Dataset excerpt
----
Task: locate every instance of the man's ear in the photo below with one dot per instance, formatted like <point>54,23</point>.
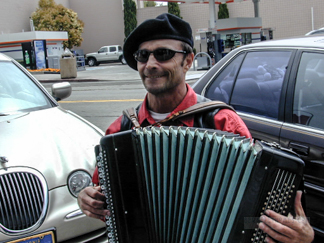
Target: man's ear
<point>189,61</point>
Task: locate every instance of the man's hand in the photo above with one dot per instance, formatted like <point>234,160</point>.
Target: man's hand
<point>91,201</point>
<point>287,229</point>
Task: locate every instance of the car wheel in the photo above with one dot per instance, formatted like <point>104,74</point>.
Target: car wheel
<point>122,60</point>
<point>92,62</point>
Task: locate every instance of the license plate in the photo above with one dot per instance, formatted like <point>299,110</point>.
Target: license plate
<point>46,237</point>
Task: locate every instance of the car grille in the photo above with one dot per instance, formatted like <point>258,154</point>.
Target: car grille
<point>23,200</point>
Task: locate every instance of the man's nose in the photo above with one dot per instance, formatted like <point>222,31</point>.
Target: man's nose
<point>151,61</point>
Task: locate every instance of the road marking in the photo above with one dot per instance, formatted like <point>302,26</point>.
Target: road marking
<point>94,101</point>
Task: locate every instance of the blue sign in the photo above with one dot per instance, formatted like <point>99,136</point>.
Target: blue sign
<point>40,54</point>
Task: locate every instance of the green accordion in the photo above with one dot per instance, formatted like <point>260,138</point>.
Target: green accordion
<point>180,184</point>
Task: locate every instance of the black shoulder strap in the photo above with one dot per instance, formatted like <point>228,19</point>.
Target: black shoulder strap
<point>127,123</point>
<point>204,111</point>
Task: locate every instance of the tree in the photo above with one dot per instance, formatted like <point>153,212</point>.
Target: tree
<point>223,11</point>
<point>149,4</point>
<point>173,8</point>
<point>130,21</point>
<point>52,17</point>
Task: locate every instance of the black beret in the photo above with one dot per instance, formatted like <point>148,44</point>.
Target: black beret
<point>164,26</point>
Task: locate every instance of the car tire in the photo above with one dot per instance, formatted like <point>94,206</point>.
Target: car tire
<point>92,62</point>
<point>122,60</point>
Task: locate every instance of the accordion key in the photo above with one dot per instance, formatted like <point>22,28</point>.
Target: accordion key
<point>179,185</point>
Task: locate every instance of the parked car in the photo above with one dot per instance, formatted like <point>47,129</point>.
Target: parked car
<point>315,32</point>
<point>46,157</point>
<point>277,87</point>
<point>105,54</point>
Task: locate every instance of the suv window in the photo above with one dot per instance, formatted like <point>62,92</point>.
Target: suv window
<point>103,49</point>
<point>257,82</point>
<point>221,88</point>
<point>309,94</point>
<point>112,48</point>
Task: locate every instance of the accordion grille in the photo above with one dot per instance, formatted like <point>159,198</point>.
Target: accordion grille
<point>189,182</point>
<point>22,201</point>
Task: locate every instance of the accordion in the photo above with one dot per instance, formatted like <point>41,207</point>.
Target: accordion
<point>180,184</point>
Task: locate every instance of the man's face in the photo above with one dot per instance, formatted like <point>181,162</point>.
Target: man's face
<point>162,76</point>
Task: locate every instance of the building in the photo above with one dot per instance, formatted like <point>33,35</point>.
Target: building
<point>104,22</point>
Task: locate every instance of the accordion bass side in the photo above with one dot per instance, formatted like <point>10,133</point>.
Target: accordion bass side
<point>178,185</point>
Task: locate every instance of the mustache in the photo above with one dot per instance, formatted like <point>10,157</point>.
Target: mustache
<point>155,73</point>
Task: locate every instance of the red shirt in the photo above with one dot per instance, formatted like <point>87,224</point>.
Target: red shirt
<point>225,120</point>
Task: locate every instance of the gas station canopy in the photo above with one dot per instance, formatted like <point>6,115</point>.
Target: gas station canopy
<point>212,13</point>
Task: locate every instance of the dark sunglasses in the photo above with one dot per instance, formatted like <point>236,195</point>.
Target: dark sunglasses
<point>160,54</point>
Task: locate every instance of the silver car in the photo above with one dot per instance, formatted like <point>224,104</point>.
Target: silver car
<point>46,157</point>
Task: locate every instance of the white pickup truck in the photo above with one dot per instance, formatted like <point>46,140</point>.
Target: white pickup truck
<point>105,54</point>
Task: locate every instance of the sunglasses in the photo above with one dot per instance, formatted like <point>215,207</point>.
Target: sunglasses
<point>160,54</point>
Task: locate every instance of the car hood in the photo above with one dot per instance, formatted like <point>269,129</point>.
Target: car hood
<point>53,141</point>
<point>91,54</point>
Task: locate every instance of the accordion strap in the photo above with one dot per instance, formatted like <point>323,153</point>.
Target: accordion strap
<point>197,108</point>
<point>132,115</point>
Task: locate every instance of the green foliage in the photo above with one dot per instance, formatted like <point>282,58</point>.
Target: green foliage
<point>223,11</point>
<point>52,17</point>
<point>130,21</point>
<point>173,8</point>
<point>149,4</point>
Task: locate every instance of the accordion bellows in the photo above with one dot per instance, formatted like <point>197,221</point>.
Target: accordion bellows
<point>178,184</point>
----
Recast all of the records above as a two-column CSV with the header columns "instruction" and "reply", one row per record, putting each record's text and its answer in a single quoted field each, with line breaks replaced by spaces. Leave the pictures out.

- WRITTEN RESPONSE
instruction,reply
"Task: locate every instance of the man's ear in the photo below with one dot per instance, formatted like <point>54,23</point>. Target: man's ear","<point>189,61</point>"
"Task: locate every instance of the man's hand in the photo above with one dot per instance, formatted like <point>234,160</point>. Target: man's hand","<point>91,201</point> <point>287,229</point>"
"Task: locate every instance of the car wheel in the photo above with one dot per instance, formatted like <point>104,74</point>. Target: car wheel","<point>122,60</point> <point>92,62</point>"
"Task: locate every instance of the license plate in the photo above with one dot per instance, formatted like <point>299,110</point>. Target: license plate","<point>46,237</point>"
"Task: locate every instance of the car grille in the photo above with one dot per instance, formatted like <point>258,154</point>. Target: car grille","<point>23,200</point>"
"Task: locate every instance of the man's nose in the photo above with one dot per instance, formatted like <point>222,31</point>. Target: man's nose","<point>151,61</point>"
"Task: locate every instance of the road marking in the photo above with one dot per instance, formatted like <point>302,26</point>. Target: road marking","<point>94,101</point>"
"Task: locate every instance of the blue sign in the photo above with one dot per instance, formatted like <point>99,136</point>. Target: blue sign","<point>40,54</point>"
"Task: locate every instance of the green accordion in the photo above with one dot per instance, formatted like <point>260,138</point>. Target: green accordion","<point>180,184</point>"
"Task: locate every instance of the black shoulder strap in the photo above with one dot per instance, formatted like <point>228,19</point>. Target: black shoulder strap","<point>127,123</point> <point>204,111</point>"
"Task: locate every instance of the tree in the photo above with one dot per instance, formatted like <point>153,212</point>. Target: tree","<point>223,11</point> <point>149,4</point> <point>173,8</point> <point>130,21</point> <point>52,17</point>"
"Task: locate every instance of the black beret in the photo above with one dot per instance, formatted like <point>148,44</point>. Target: black beret","<point>164,26</point>"
"Task: locate every instance of the car tire in the photo above with one dot per instance, formatted like <point>94,206</point>. Target: car tire","<point>92,62</point> <point>122,60</point>"
"Task: locate every instance of the accordion key in the photo above with one dot per instance, formatted like <point>22,28</point>. Target: accordion key","<point>179,185</point>"
"Task: locate every instance of the parked car in the photo above with one dot per instance, formatted like <point>47,129</point>. Target: parked car","<point>315,32</point> <point>46,157</point> <point>277,87</point> <point>105,54</point>"
"Task: locate every instance of the suv window in the photo above with one dot per instance, formatted like <point>62,92</point>. Target: suv window","<point>103,49</point> <point>257,82</point> <point>221,88</point> <point>309,94</point> <point>112,48</point>"
"Task: locate every instance of the accordion grille in the photo above with one dot per instance, formatted like <point>159,198</point>. Target: accordion grille","<point>189,182</point> <point>22,201</point>"
"Task: locate every instance of the accordion in the photo above with one dot per instance, formatted like <point>41,207</point>. Target: accordion","<point>180,184</point>"
"Task: locate every instance of the man's face in the photo above with one dot per instance, formatted like <point>181,162</point>. Target: man's face","<point>162,76</point>"
"Task: locate every instance of the building in the photo above with one dot per instance, formatted like <point>33,35</point>. Target: building","<point>104,22</point>"
"Task: locate every instance of the accordion bass side in the photo above with one dot per instance, formatted like <point>10,133</point>. Target: accordion bass side","<point>178,185</point>"
"Task: locate every instance of the mustache in the photo above with one dot per instance, formatted like <point>10,157</point>. Target: mustache","<point>155,73</point>"
"Task: locate every instance of the red shirt in the photo above with one dot per instance, formatted like <point>87,224</point>. Target: red shirt","<point>225,120</point>"
"Task: locate every instance of the gas station canopy in the photo above with one dot per instance, formatted like <point>6,115</point>. Target: gas station canopy","<point>212,13</point>"
"Task: locate every instance of the dark sunglasses in the photo above with one dot per instance, formatted like <point>236,195</point>. Target: dark sunglasses","<point>160,54</point>"
"Task: locate every instance of the silver car in the photo above with one dot per instance, formatted like <point>224,104</point>. Target: silver car","<point>46,157</point>"
"Task: locate every instance of the white pickup truck in the photo above with one dot per instance, formatted like <point>46,140</point>. Target: white pickup truck","<point>105,54</point>"
"Task: locate every instance of the sunglasses in the photo above with one dot per instance, formatted like <point>215,207</point>. Target: sunglasses","<point>160,54</point>"
"Task: locate every instance of the car hood in the photo above with one dot per instance, formatted like <point>269,129</point>. Target: car hood","<point>53,141</point> <point>91,54</point>"
"Task: locate every instance of the accordion strap in the photo above with one dot per instance, formatted like <point>323,153</point>. Target: accordion strap","<point>197,108</point> <point>132,115</point>"
"Task: locate every instance of the green foliage in the photo above with one dot per instance, formatted like <point>282,58</point>. Target: green foliage","<point>223,11</point> <point>52,17</point> <point>130,21</point> <point>173,8</point> <point>149,4</point>"
"Task: locate every instance of the accordion bellows in the photo above with one dot per instance, formatted like <point>197,221</point>. Target: accordion bellows","<point>178,184</point>"